## ФРАГМЕНТ СТРАНИЦЫ
------------------------------------------------

В одном случае, как подозревали петроградские либералы, была сделана попытка использовать родственные контакты Александры Федоровны. В феврале 1915 года сын германского императора, кронпринц Вильгельм Прусский, просил о посредничестве брата русской царицы, великого герцога Гессенского. Месяца два спустя немецкий министр иностранных дел Готлиб фон Ягов со своей стороны предложил, чтобы великий герцог напомнил сестре о превосходстве немецкого оружия и о бессмысленности мучений простых русских солдат5.
Ягов не ошибся, апеллируя к чувствам Александры, однако он явно недооценил ее верность России. Несмотря на то что императрица искренне страдала от зрелища продолжающегося кровопролития, она не сделала ничего, чтобы положить войне конец. С начала войны и до конца 1916 года Россия потеряла пять миллионов человек – убитых, раненых, пропавших без вести, – но царь по-прежнему оставался опорой Антанты6. Даже румынский поход 1916 года, в котором одна из малых союзнических держав была почти уничтожена, не заставил Николая переменить мнение. Еще одним ударом стало для Берлина убийство Распутина: захлопнулась одна из важных дверей во дворец, и антигерманская фракция при дворе ободрилась.
Шансы на то, что Германии удастся организовать дворцовый переворот, были невелики, поэтому специалисты из Министерства иностранных дел на берлинской Вильгельмштрассе, пытаясь найти способ подорвать военную мощь России, рассматривали и альтернативу: разжигание социальной напряженности в тылу врага. Тактика была рискованной и требовала тщательных консультаций. Министерство иностранных дел привлекло к решению задачи таких вдумчивых экспертов, как Курт Рицлер и Карл-Людвиг Диего фон Берген. Оба они кое-что понимали в России, однако в выработке общей стратегии участвовали и такие люди, как Теодор Шиман, стареющий и разочарованный остзейский аристократ, особенно интересовавшийся будущим малых наций7. Шиман указывал на то, что на окраинах Российской империи уже несколько десятилетий тлеют националистические движения. Существовало множество тайных сообществ и подпольных организаций – только выбирай; проблема была в том, чтобы опереться на правильную группу и не потратить время и ресурсы, которых вечно не хватало, на каких-нибудь романтических глупцов. Немцы начали наводить мосты с националистическими группами на Кавказе, в Финляндии, в Украине и в Польше – но везде требовалась основательная работа на местах. Позднее один из историков замечал:
Они, казалось, не понимали, что не могут одновременно разжигать священную войну мусульман на Кавказе и поддерживать грузинских сепаратистов-христиан8.

------------------------------------------------

## ДАННЫЕ
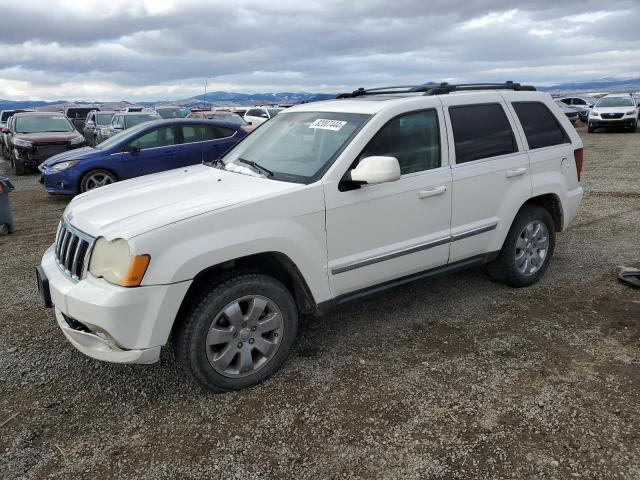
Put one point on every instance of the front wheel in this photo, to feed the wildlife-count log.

------------------------------------------------

## НАБОР ЗАДАНИЙ
A. Ответьте по фрагменту страницы на три вопроса:
(i) Кто в феврале 1915 года просил брата русской царицы о посредничестве?
(ii) Сколько человек Россия потеряла с начала войны до конца 1916 года?
(iii) Какое событие названо еще одним ударом для Берлина?
B. Перечислите все регионы, где, согласно фрагменту страницы, немцы начали наводить мосты с националистическими группами.
C. Верните дословно отрывок фрагмента страницы между «Ягов не ошибся, апеллируя» и «при дворе ободрилась.» включительно.
Материал здесь никакой роли не играет.

## ОТВЕТЫ К ЗАДАНИЯМ
A.
(i) Кронпринц Вильгельм Прусский, сын германского императора.
(ii) Пять миллионов человек, считая убитых, раненых и пропавших без вести.
(iii) Убийство Распутина.

B. Кавказ, Финляндия, Украина, Польша.

C.
Ягов не ошибся, апеллируя к чувствам Александры, однако он явно недооценил ее верность России. Несмотря на то что императрица искренне страдала от зрелища продолжающегося кровопролития, она не сделала ничего, чтобы положить войне конец. С начала войны и до конца 1916 года Россия потеряла пять миллионов человек – убитых, раненых, пропавших без вести, – но царь по-прежнему оставался опорой Антанты6. Даже румынский поход 1916 года, в котором одна из малых союзнических держав была почти уничтожена, не заставил Николая переменить мнение. Еще одним ударом стало для Берлина убийство Распутина: захлопнулась одна из важных дверей во дворец, и антигерманская фракция при дворе ободрилась.